>> BEGIN MATERIAL FOR THE TASK

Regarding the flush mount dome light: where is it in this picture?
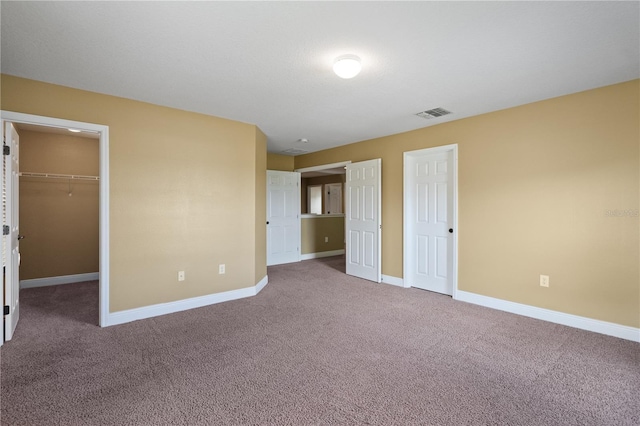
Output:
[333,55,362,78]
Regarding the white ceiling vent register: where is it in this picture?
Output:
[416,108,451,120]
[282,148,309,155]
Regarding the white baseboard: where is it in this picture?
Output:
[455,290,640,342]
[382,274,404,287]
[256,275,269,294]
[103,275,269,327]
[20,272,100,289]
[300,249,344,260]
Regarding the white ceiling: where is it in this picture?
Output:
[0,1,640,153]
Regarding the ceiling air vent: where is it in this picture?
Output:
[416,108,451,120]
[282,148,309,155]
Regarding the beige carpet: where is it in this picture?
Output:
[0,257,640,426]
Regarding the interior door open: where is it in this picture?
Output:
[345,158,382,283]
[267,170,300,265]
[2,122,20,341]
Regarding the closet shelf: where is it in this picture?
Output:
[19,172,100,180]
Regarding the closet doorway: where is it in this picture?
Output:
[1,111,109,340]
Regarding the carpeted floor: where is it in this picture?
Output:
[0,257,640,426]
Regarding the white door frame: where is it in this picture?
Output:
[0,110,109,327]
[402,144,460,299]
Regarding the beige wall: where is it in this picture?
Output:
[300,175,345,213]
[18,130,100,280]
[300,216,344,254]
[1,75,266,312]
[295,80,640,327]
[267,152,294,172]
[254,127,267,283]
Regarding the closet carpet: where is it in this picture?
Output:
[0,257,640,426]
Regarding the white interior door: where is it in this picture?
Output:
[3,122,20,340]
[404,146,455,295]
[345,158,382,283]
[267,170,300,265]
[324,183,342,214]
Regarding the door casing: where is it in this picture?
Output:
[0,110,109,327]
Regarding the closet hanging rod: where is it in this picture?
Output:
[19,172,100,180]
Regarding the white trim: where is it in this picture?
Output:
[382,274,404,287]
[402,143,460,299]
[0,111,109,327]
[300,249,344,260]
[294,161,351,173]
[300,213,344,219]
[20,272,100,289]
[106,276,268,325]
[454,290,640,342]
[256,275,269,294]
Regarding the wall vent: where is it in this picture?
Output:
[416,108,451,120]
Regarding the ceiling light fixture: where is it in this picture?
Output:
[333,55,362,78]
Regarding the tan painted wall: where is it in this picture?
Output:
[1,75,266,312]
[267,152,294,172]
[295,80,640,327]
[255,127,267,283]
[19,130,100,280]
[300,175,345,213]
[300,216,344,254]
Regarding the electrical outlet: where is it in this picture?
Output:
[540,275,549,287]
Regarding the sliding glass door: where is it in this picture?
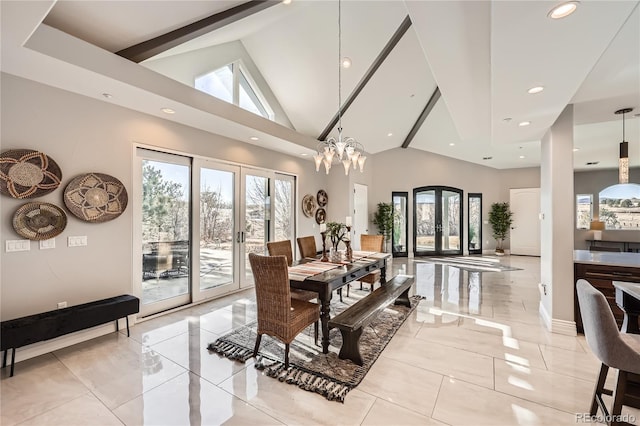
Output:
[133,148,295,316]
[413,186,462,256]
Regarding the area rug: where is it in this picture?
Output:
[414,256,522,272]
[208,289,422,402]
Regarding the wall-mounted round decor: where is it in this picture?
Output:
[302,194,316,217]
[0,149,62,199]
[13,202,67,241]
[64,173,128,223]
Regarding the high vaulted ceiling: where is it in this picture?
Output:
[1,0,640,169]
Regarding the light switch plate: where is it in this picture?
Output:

>> END MATERIAL FOR THE TASK
>> BEGIN MATERIAL FOR THE TASK

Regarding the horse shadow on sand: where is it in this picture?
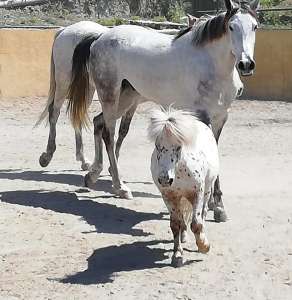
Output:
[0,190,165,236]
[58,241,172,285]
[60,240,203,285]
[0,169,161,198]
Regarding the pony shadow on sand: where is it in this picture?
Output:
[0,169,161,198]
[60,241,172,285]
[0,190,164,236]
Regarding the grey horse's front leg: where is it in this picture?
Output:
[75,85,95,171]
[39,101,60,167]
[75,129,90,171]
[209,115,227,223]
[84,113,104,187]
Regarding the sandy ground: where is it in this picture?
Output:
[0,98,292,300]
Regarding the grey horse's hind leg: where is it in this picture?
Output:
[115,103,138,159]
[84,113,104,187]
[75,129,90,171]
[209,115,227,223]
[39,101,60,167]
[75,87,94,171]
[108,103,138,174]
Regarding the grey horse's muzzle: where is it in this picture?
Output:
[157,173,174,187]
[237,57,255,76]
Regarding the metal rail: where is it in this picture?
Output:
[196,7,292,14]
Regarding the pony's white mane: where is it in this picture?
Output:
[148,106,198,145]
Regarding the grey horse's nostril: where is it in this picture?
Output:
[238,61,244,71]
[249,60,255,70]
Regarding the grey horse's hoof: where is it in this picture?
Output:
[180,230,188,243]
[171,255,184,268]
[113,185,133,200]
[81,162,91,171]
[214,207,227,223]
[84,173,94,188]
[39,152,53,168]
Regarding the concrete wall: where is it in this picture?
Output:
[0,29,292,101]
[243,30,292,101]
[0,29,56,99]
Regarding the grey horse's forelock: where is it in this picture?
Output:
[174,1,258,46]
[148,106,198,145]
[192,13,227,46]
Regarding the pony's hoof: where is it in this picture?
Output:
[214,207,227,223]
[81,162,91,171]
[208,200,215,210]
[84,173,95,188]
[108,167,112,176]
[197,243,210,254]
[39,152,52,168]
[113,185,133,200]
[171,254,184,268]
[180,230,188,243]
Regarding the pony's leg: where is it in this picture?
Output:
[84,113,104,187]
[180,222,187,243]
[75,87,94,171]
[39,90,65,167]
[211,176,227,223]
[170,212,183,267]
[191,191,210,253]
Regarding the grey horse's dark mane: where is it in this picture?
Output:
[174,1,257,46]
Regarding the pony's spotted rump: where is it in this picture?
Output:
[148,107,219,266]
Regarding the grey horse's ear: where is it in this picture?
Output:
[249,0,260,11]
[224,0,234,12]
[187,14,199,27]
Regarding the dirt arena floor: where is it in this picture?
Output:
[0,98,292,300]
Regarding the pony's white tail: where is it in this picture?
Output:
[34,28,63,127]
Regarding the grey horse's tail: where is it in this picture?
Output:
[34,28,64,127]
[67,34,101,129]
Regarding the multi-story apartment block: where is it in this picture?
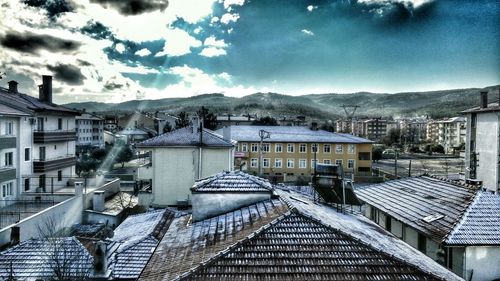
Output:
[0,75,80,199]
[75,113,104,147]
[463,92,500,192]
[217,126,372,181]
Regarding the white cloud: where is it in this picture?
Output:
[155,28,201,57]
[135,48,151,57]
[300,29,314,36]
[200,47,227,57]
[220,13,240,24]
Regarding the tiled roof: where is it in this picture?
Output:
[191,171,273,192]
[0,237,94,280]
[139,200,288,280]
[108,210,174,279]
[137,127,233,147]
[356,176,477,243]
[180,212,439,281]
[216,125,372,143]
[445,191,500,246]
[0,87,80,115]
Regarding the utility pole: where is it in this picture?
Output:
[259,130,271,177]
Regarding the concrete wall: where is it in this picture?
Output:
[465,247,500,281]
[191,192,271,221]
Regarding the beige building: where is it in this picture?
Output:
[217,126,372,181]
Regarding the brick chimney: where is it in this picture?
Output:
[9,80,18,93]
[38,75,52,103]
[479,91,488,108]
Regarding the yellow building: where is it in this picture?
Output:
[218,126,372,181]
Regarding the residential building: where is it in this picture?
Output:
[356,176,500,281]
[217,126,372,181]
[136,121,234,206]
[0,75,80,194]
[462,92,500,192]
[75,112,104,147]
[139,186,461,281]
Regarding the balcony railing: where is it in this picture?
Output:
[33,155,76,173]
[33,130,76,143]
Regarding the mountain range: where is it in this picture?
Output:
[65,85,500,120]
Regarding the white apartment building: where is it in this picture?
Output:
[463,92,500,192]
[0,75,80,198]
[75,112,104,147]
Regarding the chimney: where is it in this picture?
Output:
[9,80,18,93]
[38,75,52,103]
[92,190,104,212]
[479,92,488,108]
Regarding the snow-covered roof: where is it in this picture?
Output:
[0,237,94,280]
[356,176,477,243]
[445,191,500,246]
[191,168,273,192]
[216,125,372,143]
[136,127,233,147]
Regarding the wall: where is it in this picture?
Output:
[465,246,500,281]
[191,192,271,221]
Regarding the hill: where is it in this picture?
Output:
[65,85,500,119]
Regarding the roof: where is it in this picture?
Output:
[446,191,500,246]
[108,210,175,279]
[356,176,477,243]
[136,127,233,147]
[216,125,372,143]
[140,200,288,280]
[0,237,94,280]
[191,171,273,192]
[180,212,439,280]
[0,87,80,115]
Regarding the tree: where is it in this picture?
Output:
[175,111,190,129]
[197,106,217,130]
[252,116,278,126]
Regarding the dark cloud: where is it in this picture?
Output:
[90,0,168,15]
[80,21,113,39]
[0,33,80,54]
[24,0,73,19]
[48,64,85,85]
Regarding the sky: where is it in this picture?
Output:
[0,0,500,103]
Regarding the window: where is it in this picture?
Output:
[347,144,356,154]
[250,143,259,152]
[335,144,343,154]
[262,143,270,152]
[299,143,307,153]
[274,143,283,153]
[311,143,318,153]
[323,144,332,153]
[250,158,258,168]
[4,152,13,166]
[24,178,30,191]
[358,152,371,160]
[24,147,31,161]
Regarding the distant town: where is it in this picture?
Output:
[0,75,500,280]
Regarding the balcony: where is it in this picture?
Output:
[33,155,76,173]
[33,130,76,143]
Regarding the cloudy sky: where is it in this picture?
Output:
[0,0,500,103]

>> END MATERIAL FOR THE TASK

» **PROBLEM TO SOLVE**
Reproduce the entries from the line containing "Regarding the flush" through the line containing "[402,144,460,299]", both included, keeping every request and offsetting each bounding-box coordinate in the answers by -88. Leave the pictures out of your reproduction.

» **EXERCISE RESULT**
Regarding the flush mount dome light: where is it in this picture?
Output:
[245,-33,274,-10]
Regarding the white ceiling vent register: where is it in this picture?
Output:
[328,20,363,32]
[194,60,221,67]
Regarding the white baseboard: where is it in this picture?
Output:
[367,202,552,254]
[294,186,316,199]
[168,187,181,206]
[15,187,181,239]
[-68,184,12,201]
[212,161,256,172]
Regarding the white ceiling: where is it in this picture?
Output:
[-88,-87,552,65]
Regarding the ceiling air vent: where is it in this picture?
Output:
[328,20,363,32]
[194,60,221,67]
Regarding the beige carpet: where is it in this picture?
Output:
[-88,169,552,338]
Regarding the interior door open: where is it in this picture?
Output:
[257,70,294,195]
[179,82,212,177]
[-86,34,-68,253]
Regarding the closet shelf: where is it in this picture?
Output:
[-69,84,12,92]
Regarding the closet doorway: where is it in this picture?
Output:
[-87,23,21,252]
Regarding the carpeted floor: where is it in this picture?
Output:
[-88,169,552,338]
Regarding the white door frame: where is it in this picture?
Output:
[-88,22,21,239]
[314,56,372,211]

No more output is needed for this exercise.